Go to the line that contains "Target: building window", then write out that line and all that follow to the end of the listing, exactly and without pictures.

§ Materials provided:
§

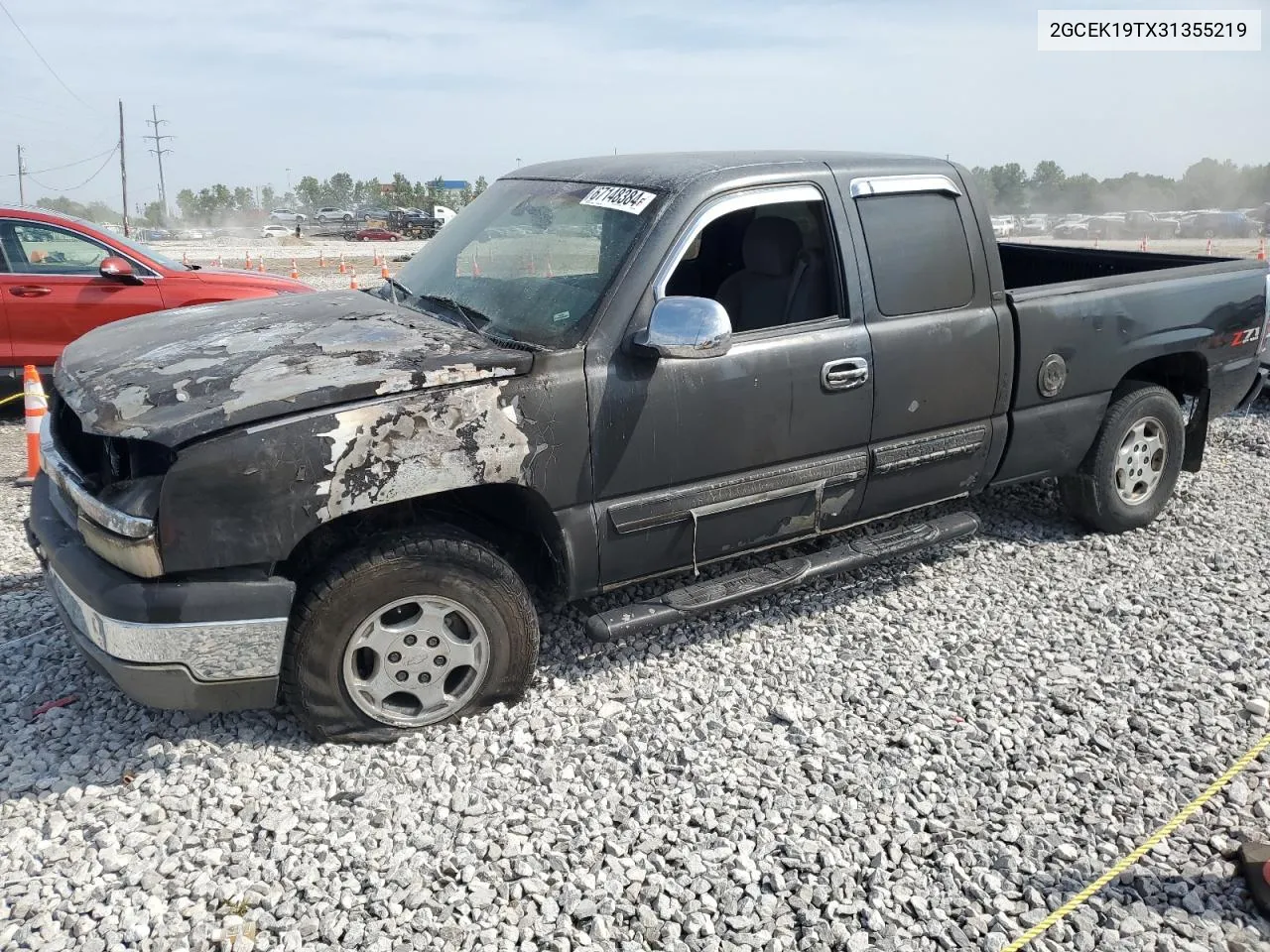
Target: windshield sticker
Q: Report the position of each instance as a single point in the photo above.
(622, 199)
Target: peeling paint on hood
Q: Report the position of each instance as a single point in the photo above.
(175, 376)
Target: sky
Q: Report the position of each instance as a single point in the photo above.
(259, 93)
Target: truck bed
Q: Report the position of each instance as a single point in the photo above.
(1037, 266)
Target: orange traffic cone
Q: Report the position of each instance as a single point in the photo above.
(36, 405)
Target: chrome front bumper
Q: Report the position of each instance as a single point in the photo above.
(208, 651)
(212, 644)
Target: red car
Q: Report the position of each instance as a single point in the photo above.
(60, 277)
(375, 235)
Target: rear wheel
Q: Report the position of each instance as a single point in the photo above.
(1129, 474)
(408, 633)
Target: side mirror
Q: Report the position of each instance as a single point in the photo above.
(688, 326)
(116, 268)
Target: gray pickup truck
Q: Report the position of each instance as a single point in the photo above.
(603, 371)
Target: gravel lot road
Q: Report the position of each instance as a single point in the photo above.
(925, 758)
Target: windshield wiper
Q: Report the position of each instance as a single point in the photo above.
(467, 321)
(397, 285)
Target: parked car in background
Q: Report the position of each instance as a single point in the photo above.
(1034, 225)
(1150, 225)
(373, 235)
(62, 277)
(1002, 225)
(1072, 227)
(1218, 225)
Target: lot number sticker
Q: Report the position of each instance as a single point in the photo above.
(622, 199)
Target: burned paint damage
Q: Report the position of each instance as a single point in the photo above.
(186, 373)
(412, 448)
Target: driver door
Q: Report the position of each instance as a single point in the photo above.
(54, 291)
(702, 458)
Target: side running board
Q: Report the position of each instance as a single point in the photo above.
(707, 595)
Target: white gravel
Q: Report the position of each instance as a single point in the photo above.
(925, 758)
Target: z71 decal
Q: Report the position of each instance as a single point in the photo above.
(1246, 336)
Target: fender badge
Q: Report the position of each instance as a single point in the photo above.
(1052, 376)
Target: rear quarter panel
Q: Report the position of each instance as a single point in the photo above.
(1105, 327)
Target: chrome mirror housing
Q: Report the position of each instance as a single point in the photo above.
(688, 326)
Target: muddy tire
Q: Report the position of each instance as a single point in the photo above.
(1128, 476)
(407, 633)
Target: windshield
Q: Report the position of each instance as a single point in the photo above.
(148, 252)
(530, 261)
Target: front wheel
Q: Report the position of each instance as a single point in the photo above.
(409, 631)
(1129, 474)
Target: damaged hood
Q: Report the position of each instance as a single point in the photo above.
(175, 376)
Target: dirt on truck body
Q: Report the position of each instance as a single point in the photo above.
(603, 371)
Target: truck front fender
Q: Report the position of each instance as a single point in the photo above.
(248, 497)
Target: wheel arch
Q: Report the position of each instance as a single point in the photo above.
(516, 521)
(1185, 376)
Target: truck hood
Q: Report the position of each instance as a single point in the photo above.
(180, 375)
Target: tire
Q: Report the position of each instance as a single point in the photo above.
(1101, 493)
(390, 575)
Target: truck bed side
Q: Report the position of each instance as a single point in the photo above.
(1175, 324)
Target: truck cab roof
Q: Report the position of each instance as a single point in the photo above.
(674, 172)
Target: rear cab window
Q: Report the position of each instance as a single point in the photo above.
(916, 243)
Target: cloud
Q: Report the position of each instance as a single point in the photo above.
(466, 89)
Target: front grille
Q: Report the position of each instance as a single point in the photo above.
(103, 461)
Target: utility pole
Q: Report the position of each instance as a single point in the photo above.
(123, 173)
(159, 151)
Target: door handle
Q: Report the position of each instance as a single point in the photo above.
(844, 375)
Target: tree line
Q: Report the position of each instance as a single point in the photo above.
(218, 203)
(1008, 189)
(1206, 184)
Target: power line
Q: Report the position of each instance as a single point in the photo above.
(71, 188)
(41, 56)
(159, 153)
(59, 168)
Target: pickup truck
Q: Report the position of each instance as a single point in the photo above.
(603, 371)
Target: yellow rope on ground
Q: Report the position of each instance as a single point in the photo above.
(1151, 843)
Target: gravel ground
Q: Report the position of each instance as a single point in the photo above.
(925, 758)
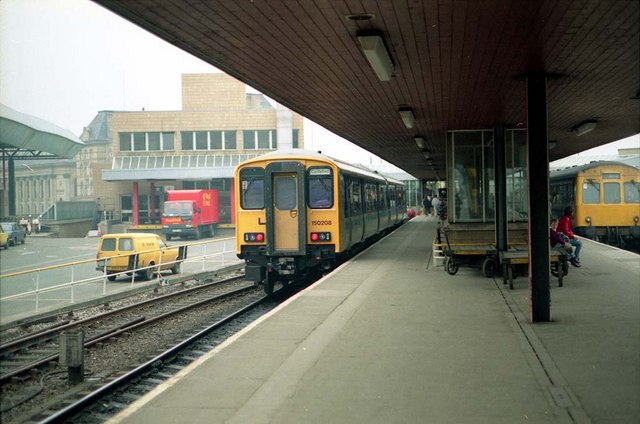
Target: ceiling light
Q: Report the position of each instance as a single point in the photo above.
(584, 127)
(376, 53)
(407, 117)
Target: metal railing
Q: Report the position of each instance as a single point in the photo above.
(25, 293)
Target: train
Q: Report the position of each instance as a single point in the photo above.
(300, 211)
(605, 196)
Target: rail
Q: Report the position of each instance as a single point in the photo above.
(56, 286)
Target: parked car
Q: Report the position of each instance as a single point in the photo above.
(15, 232)
(145, 253)
(4, 238)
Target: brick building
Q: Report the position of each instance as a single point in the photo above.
(219, 126)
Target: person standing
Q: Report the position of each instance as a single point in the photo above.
(426, 204)
(436, 206)
(564, 227)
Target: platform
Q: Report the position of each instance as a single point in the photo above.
(389, 338)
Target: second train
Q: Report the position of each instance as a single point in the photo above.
(299, 211)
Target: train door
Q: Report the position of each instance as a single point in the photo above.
(285, 208)
(356, 210)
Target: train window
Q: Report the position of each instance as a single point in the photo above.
(108, 245)
(252, 188)
(286, 193)
(590, 193)
(320, 188)
(631, 192)
(611, 193)
(125, 244)
(355, 192)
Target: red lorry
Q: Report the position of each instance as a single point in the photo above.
(190, 213)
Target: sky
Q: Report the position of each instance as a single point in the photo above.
(65, 60)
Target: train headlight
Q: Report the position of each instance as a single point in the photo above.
(254, 237)
(320, 236)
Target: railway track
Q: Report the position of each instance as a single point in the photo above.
(106, 401)
(121, 368)
(98, 401)
(23, 354)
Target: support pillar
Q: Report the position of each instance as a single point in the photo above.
(12, 187)
(135, 203)
(152, 202)
(538, 194)
(500, 167)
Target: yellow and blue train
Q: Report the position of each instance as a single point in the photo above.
(605, 197)
(299, 211)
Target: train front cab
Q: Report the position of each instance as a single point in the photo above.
(273, 233)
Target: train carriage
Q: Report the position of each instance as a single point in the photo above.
(605, 197)
(298, 211)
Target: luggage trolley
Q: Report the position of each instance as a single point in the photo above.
(558, 259)
(471, 254)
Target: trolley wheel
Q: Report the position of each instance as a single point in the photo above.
(489, 267)
(148, 273)
(450, 266)
(510, 276)
(560, 278)
(269, 282)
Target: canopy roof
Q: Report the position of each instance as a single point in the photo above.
(25, 137)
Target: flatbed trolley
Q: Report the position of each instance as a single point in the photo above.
(512, 258)
(456, 254)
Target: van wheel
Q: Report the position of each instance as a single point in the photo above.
(147, 274)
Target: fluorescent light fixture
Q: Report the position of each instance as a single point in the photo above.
(407, 116)
(584, 127)
(377, 55)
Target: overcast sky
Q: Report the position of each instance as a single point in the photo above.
(65, 60)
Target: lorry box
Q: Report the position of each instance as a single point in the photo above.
(190, 213)
(144, 253)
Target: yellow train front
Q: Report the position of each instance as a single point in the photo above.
(605, 197)
(299, 211)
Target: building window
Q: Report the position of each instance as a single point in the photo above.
(216, 140)
(229, 140)
(294, 140)
(201, 140)
(143, 141)
(125, 142)
(208, 140)
(259, 139)
(154, 140)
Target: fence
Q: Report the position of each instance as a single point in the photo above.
(27, 293)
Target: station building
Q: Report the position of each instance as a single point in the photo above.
(131, 159)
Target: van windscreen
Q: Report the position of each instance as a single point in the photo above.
(109, 245)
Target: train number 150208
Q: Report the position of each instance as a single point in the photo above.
(321, 222)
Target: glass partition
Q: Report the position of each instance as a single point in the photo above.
(471, 176)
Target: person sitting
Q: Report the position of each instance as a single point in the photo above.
(564, 226)
(558, 239)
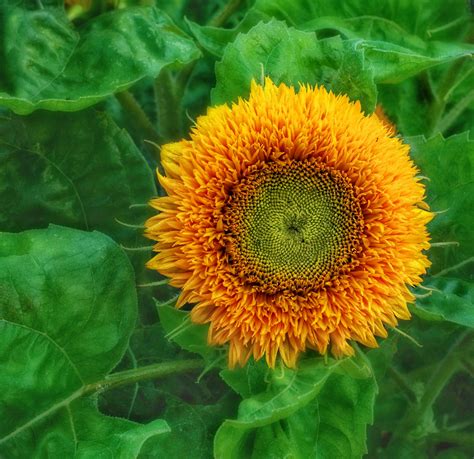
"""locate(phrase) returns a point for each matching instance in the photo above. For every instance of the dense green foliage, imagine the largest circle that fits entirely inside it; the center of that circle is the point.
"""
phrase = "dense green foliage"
(91, 368)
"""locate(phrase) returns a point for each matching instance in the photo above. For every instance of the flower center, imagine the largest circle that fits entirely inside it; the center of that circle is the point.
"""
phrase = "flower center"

§

§ Full solution:
Target: building window
Q: Report the position of each instance as a single point in the photo above.
(216, 140)
(229, 140)
(294, 140)
(201, 140)
(143, 141)
(125, 142)
(208, 140)
(259, 139)
(154, 140)
Target: fence
Q: Report the position of each instance as a single point in the photo above.
(27, 293)
Target: station building
Q: Report the position of each instance as a single point in the photo above.
(131, 159)
Target: van windscreen
Q: Report the position of each instance as a single point in the photo above.
(109, 245)
Target: train number 150208
Q: Report the position of each instance as a single point in the photo above.
(321, 222)
Target: glass partition
Q: Report the position of each instance as a single point in the photo above.
(471, 176)
Target: person sitting
Q: Report the position of each instance as a single point in the photo above.
(564, 226)
(558, 239)
"""locate(phrase) returns a point for each matching instance in the photo above. For every instance of the dense green foliage, imagine the largest circle that fits entirely inside it; the center of that circle is the point.
"""
phrase = "dense green foliage"
(91, 368)
"""locate(phrase) returns a point for each matching instance in the photo above. For every instance of the flower center, imagine the largest circle that fits entirely inside it; the center of that circle is the point.
"""
phrase = "flower center"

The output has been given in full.